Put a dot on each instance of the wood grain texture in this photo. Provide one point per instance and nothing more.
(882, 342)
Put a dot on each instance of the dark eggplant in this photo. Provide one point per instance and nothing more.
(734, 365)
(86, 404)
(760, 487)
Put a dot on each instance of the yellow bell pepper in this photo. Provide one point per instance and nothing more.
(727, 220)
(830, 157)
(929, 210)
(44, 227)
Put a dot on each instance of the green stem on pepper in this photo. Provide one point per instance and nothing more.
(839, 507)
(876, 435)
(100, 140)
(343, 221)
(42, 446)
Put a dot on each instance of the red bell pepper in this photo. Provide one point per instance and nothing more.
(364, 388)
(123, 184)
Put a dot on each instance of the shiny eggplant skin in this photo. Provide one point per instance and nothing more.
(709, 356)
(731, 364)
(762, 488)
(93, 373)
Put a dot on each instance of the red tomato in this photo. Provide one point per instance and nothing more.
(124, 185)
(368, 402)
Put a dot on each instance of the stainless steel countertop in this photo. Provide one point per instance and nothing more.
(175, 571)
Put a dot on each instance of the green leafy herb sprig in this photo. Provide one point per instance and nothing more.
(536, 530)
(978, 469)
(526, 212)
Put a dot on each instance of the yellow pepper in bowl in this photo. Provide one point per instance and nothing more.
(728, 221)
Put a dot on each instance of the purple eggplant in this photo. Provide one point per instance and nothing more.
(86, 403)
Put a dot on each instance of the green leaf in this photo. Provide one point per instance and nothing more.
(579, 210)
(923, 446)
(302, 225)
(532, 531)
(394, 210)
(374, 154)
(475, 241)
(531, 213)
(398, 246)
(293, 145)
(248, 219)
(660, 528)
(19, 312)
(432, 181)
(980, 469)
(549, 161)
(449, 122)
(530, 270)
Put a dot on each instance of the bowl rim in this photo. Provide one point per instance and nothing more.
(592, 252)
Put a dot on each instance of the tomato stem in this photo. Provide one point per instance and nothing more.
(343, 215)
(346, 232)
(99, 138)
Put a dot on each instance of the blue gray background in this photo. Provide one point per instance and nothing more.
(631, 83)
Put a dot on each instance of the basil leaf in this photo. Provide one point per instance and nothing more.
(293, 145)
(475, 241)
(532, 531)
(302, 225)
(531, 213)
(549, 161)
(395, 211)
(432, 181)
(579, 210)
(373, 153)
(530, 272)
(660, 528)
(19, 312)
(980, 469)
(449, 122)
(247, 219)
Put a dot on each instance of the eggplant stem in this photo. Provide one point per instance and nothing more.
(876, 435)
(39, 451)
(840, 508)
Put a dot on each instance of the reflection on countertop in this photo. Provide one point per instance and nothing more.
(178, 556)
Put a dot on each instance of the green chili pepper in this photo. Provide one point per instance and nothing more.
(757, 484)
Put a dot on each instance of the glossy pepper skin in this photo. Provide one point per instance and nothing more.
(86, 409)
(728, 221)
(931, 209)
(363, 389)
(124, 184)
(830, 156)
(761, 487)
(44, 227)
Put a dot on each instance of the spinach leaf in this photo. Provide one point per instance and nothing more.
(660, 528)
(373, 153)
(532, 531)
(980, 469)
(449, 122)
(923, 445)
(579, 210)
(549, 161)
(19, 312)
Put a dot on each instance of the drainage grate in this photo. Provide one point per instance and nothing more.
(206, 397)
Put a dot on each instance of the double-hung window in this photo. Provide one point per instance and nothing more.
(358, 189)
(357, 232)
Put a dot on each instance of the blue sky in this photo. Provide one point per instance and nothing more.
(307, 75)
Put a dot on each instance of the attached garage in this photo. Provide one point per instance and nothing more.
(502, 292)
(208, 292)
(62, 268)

**What to do:** Format every row above as a JSON list of strings, with one string for each line and no blank lines.

**Exercise response:**
[
  "Put a dot on each instance of the wood grain texture in this photo. Provide one point per instance and nothing more.",
  "(882, 342)",
  "Put a dot on each instance of the dark eggplant in this photo. Provide one point per instance and nothing more.",
  "(734, 365)",
  "(86, 404)",
  "(760, 487)",
  "Put a dot on each instance of the yellow bell pepper in this photo. Provide one point per instance and nothing more.",
  "(727, 220)",
  "(830, 157)",
  "(929, 210)",
  "(44, 227)",
  "Put a dot on each instance of the green stem on pepper in this photo. Provide one point per instance and nothing more.",
  "(839, 507)",
  "(876, 435)",
  "(100, 140)",
  "(343, 221)",
  "(42, 446)",
  "Put a dot on each instance of the red bell pepper in this photo. Provide one point per instance and nothing more.",
  "(364, 388)",
  "(123, 184)",
  "Put a dot on each instance of the shiny eggplant skin in this photo. Provide one point per instance and nothing more.",
  "(709, 356)",
  "(731, 364)",
  "(762, 488)",
  "(93, 373)",
  "Put a dot on each instance of the red tomato in this photo. Provide one point per instance and nothing more.",
  "(124, 185)",
  "(368, 402)",
  "Put a dot on each instance of the stainless steel countertop in this photo. Provide one point per instance and nothing more.",
  "(175, 571)",
  "Put a dot on each instance of the green leafy herb sprig in this photo. Provide one point per instance and nothing more.",
  "(536, 530)",
  "(978, 469)",
  "(526, 212)",
  "Put a dot on each instance of the yellow pepper in bowl in this photo. Provide one point per instance and nothing more.",
  "(728, 221)",
  "Put a dot on each instance of the purple eggplant in this photo. Provide one point per instance and nothing more.",
  "(86, 403)",
  "Put a dot on each instance of the green leaf in this photo. Provide one point per instance and nothing more.",
  "(579, 210)",
  "(923, 446)",
  "(302, 225)",
  "(532, 531)",
  "(394, 210)",
  "(374, 154)",
  "(475, 241)",
  "(531, 213)",
  "(398, 246)",
  "(293, 145)",
  "(248, 219)",
  "(660, 528)",
  "(19, 312)",
  "(432, 181)",
  "(980, 469)",
  "(549, 161)",
  "(449, 122)",
  "(530, 270)",
  "Put a dot on each instance of the bowl rim in this photo. Provide one point per instance and nothing more.",
  "(592, 252)",
  "Put a dot on each instance of the tomato stem in this photo. Provide one point per instance and nothing more.",
  "(343, 215)",
  "(346, 232)",
  "(99, 138)",
  "Put a dot on each instance of the blue gray background in this photo. Provide one point per instance and nothing more.",
  "(631, 83)",
  "Put a dot on each instance of the basil leaf in this photo. Provide one point per instance and nothing more.",
  "(293, 145)",
  "(475, 241)",
  "(532, 531)",
  "(302, 225)",
  "(531, 213)",
  "(549, 161)",
  "(395, 211)",
  "(432, 181)",
  "(579, 210)",
  "(373, 153)",
  "(530, 272)",
  "(660, 528)",
  "(19, 312)",
  "(980, 469)",
  "(449, 122)",
  "(247, 219)",
  "Put a dot on each instance of the eggplant stem in this photo. Provide one point per instance and nothing more.",
  "(876, 435)",
  "(39, 451)",
  "(840, 508)",
  "Put a dot on each instance of the reflection on countertop in this photo. Provide one point per instance and nothing more.",
  "(178, 556)",
  "Put a dot on each instance of the green chili pepper in this photo. Provide one point per instance and nothing more.",
  "(757, 484)",
  "Put a dot on each instance of the glossy pepper skin in this photo. Provide one point per instance and nothing more.",
  "(86, 409)",
  "(728, 221)",
  "(931, 209)",
  "(363, 389)",
  "(124, 184)",
  "(830, 156)",
  "(761, 487)",
  "(44, 227)",
  "Put a dot on each instance of the spinach leaf in this photo. Provide one point per instance and nothing more.",
  "(660, 528)",
  "(373, 153)",
  "(532, 531)",
  "(980, 469)",
  "(449, 122)",
  "(923, 445)",
  "(579, 210)",
  "(549, 161)",
  "(19, 312)",
  "Put a dot on each instance of the drainage grate in this photo. Provide one point per instance and nothing more.",
  "(206, 397)",
  "Put a dot on each instance of the double-hung window in this photo. Provide one point per instance and nothing more.",
  "(358, 189)",
  "(357, 232)",
  "Put a dot on each instance of the blue sky in this photo. Provide one point per instance and nothing more.",
  "(307, 75)",
  "Put a dot on each instance of the attached garage in this photo. Provide one point per instance and nothing more.",
  "(502, 292)",
  "(208, 292)",
  "(62, 268)"
]